Questions:
1) Decide whether each statement agrees with the text on walkable cities. Answer yes or no, and quote the words that decide it.
(a) Soderstrom is a writer based in Montreal.
(b) The blurb says cities have changed little over the past 200 years.
(c) The text claims that textbooks packed with significance tests made generating ideas harder to teach.
2) Retype the text on walkable cities from "Mary Soderstrom, a" to "to our cities.".
3) Answer these questions from the text on walkable cities.
(a) What is the title of Soderstrom's book?
(b) Before what year would no one have thought a city might not be walkable?
(c) What does the text call maybe the biggest change in the practice of science?

Selected text:
Mary Soderstrom, a Montreal writer, has written a recently-published book called The Walkable City. From a blurb:
The idea that a city might not be walkable would never occur to anyone who lived before 1800. Over the past 200 years there have been dramatic changes to our cities.
Over the same period there were also dramatic changes in the practice of science. Maybe the biggest change was the introduction of significance tests and associated logic. Just as cars took over cities, so did significance tests take over statistics textbooks. Cities built for cars made it hard to walk; statistics textbooks full of significance tests made it hard to teach how to generate ideas.

Supplied material:
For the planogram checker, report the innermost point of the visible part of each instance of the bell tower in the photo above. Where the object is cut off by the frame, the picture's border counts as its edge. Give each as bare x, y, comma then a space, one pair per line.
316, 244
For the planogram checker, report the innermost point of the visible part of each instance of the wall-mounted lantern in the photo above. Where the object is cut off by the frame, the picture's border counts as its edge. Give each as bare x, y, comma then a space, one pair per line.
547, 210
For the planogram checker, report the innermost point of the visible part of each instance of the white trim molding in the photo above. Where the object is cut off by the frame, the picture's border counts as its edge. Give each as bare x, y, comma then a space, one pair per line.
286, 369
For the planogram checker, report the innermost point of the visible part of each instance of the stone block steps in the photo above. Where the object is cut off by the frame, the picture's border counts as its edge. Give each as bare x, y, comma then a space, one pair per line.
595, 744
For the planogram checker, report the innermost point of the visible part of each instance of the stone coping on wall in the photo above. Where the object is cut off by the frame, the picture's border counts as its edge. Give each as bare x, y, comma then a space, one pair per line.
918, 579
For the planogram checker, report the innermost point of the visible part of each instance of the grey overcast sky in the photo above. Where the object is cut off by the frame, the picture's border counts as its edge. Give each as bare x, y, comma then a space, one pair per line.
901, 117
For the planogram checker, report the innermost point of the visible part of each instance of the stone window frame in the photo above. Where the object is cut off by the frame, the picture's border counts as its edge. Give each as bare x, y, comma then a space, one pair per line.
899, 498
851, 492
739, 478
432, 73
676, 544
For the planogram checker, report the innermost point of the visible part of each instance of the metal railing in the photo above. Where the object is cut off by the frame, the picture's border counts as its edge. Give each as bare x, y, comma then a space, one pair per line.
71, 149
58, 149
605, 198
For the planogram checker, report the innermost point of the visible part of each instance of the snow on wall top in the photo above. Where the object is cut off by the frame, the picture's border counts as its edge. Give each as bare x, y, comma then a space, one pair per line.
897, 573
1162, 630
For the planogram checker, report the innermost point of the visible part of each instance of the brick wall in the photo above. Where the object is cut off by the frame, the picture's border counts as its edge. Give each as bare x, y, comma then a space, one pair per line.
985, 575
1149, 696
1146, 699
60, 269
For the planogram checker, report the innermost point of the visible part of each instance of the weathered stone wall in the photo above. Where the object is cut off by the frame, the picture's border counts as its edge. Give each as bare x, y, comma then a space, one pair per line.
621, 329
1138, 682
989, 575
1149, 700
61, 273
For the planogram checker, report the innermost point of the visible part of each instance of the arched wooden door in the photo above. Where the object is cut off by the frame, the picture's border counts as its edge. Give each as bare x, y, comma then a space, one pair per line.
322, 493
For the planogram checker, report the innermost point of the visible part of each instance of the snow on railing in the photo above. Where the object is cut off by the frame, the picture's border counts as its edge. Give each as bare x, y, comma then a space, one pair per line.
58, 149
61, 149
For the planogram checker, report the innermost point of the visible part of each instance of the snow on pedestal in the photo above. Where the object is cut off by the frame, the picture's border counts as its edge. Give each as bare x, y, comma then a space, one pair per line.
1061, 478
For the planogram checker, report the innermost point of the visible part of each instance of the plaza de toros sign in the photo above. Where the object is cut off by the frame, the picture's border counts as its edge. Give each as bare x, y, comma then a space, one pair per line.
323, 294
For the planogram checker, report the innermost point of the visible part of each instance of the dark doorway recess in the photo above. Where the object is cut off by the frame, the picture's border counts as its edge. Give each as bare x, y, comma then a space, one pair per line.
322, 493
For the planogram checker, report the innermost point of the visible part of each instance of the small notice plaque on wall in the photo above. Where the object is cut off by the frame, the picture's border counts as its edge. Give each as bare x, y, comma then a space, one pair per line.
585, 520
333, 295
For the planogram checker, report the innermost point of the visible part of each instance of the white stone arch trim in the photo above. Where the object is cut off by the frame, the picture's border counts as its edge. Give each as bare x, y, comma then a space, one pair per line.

Solutions by task:
1)
(a) Yes: "Mary Soderstrom, a Montreal writer"
(b) No: "Over the past 200 years there have been dramatic changes to our cities."
(c) Yes: "statistics textbooks full of significance tests made it hard to teach how to generate ideas"

2)
Mary Soderstrom, a Montreal writer, has written a recently-published book called The Walkable City. From a blurb:
The idea that a city might not be walkable would never occur to anyone who lived before 1800. Over the past 200 years there have been dramatic changes to our cities.

3)
(a) The Walkable City
(b) 1800
(c) The introduction of significance tests and associated logic